# TASK GOAL
Lay out every line of the items below as a Markdown table with two columns, Row and Item line, numbering the rows in order and leaving out blank lines.

----- STORED DATA

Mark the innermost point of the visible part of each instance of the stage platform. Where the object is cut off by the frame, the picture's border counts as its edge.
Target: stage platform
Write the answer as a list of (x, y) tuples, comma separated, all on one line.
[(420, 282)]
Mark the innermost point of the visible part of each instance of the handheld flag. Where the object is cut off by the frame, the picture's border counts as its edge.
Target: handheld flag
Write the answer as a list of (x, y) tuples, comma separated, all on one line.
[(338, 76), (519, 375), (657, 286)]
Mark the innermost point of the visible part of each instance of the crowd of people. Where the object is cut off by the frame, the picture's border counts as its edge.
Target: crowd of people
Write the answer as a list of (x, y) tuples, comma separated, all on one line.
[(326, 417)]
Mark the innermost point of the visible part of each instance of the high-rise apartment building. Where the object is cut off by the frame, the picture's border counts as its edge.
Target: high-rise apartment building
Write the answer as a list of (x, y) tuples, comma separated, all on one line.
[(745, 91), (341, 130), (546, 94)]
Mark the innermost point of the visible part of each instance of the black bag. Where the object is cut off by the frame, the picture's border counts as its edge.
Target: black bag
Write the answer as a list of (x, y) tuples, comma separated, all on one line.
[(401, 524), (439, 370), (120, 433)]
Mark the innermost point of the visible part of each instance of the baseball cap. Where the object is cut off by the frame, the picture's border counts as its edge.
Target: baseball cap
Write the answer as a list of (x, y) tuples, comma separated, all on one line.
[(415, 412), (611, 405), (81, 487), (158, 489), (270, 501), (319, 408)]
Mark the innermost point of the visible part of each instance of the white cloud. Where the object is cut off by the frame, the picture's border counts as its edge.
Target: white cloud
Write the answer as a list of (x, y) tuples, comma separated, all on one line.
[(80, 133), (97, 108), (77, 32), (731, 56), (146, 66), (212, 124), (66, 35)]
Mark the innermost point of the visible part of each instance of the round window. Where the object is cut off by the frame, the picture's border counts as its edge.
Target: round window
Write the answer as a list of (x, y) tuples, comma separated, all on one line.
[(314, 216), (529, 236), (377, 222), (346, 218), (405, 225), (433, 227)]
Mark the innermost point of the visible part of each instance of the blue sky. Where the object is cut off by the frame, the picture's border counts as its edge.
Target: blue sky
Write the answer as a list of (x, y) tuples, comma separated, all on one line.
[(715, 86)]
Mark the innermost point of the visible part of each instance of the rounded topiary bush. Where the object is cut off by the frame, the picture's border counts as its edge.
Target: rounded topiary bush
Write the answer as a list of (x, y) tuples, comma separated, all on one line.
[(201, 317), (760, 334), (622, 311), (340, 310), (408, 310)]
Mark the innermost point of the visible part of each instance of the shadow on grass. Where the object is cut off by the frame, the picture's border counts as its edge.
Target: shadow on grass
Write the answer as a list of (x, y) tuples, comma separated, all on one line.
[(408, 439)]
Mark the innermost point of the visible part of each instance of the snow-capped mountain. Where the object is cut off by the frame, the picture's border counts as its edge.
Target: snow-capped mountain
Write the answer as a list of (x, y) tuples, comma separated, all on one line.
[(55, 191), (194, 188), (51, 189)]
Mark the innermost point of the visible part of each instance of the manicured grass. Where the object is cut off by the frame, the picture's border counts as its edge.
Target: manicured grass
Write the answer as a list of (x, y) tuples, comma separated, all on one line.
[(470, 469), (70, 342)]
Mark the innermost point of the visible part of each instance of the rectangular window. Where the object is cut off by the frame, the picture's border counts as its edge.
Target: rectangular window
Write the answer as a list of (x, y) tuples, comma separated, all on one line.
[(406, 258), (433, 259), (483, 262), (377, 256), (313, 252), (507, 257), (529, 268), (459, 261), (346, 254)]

----------

# TASK OUTPUT
| Row | Item line |
|---|---|
| 1 | Mark the innermost point of the visible part of each instance of the stage platform. Where the object is cut off by the frame, the picture's border counts as its edge. |
| 2 | Target: stage platform |
| 3 | Write the answer as a list of (x, y) tuples, comma separated, all on one line. |
| 4 | [(420, 282)] |
| 5 | Mark the innermost point of the visible part of each instance of the handheld flag. Where the object is cut off by the frame, the picture's border counts as its edge. |
| 6 | Target: handheld flag |
| 7 | Write the answer as a list of (x, y) tuples, comma separated, all on one line. |
| 8 | [(338, 76), (519, 375), (657, 286)] |
| 9 | Mark the innermost point of the visible part of each instance of the crowd of people. Where the object is cut off by the frame, the picture's border counts as its edge. |
| 10 | Target: crowd of people |
| 11 | Write the answer as a list of (x, y) tuples, comma separated, all on one line. |
| 12 | [(326, 417)] |
| 13 | Mark the innermost point of the visible part of each instance of the high-rise apartment building. Where the object is cut off by the frame, the picture's border counts as its edge. |
| 14 | Target: high-rise apartment building |
| 15 | Write the answer as a list of (x, y) tuples, comma separated, all on one line. |
| 16 | [(745, 91), (341, 130), (546, 94)] |
| 17 | Mark the innermost point of the visible part of each instance of the black bag. Where the object is cut off by the frame, the picture's border counts as its edge. |
| 18 | Target: black bag |
| 19 | Write the answer as a list of (x, y) tuples, comma separated, all on one line. |
| 20 | [(401, 524), (439, 370), (120, 433)] |
| 21 | Mark the innermost point of the visible part of each instance of the baseball cap. Where the object is cut off by the frame, the picture's border counts as its edge. |
| 22 | Target: baseball cap |
| 23 | Write the answer as a list of (x, y) tuples, comma separated, all on one line. |
| 24 | [(415, 412), (611, 405), (81, 487), (158, 489), (270, 501), (319, 408)] |
| 25 | Mark the innermost point of the visible part of each instance of the white cloud. Where the object is cut off by the frame, the picture's border counts as its edge. |
| 26 | Target: white cloud |
| 27 | Write the answer as a list of (x, y) tuples, comma separated, all on one line. |
| 28 | [(80, 133), (97, 108), (77, 32), (731, 56), (146, 66), (212, 124), (66, 35)] |
| 29 | Mark the innermost point of the visible part of each instance of the round window. Where the object is cut off by the frame, the picture's border counts as its edge. |
| 30 | Target: round window |
| 31 | Write the answer as a list of (x, y) tuples, comma separated, all on one line. |
| 32 | [(314, 216), (529, 236), (377, 222), (346, 218), (405, 225), (433, 227)] |
| 33 | Mark the innermost point of the visible part of each instance of the blue sky. Where the object is cut off by the frame, the picture's border counts as its edge. |
| 34 | Target: blue sky |
| 35 | Write the answer as a list of (x, y) tuples, comma separated, all on one line. |
| 36 | [(715, 86)] |
| 37 | Mark the innermost point of the visible part of each instance of the rounded topiary bush. Where the object is cut off by the frame, the picture's border counts as its edge. |
| 38 | Target: rounded topiary bush |
| 39 | Write the answer as a list of (x, y) tuples, comma separated, all on one line. |
| 40 | [(201, 317), (760, 334), (622, 311), (340, 310), (408, 310)] |
| 41 | Mark the innermost point of the visible part of each instance of the shadow on grass. Where the object is cut off by the frame, the picture's border counts as its edge. |
| 42 | Target: shadow on grass |
| 43 | Write the answer as a list of (x, y) tuples, comma separated, all on one line. |
| 44 | [(408, 439)] |
| 45 | Mark the innermost point of the visible part of each instance of the snow-capped mountain. Where the object is cut off by the frame, the picture's border counts as its edge. |
| 46 | Target: snow-capped mountain |
| 47 | Write the answer as a list of (x, y) tuples, comma separated, all on one line. |
| 48 | [(55, 191), (194, 188), (51, 189)] |
| 49 | Mark the innermost point of the visible part of each instance of the manicured grass. Where the object is cut off by the frame, the picture's border counts as its edge. |
| 50 | Target: manicured grass |
| 51 | Write the answer as a list of (x, y) tuples, comma separated, all on one line. |
| 52 | [(470, 469), (70, 342)] |
| 53 | Mark the innermost point of the visible part of each instance of the rectangular window. Where the object is cut off by the frame, the picture's border counts as its edge. |
| 54 | Target: rectangular window |
| 55 | Write the answer as a list of (x, y) tuples, comma separated, all on one line. |
| 56 | [(406, 258), (433, 259), (483, 262), (377, 256), (313, 252), (507, 257), (529, 268), (459, 261), (346, 254)] |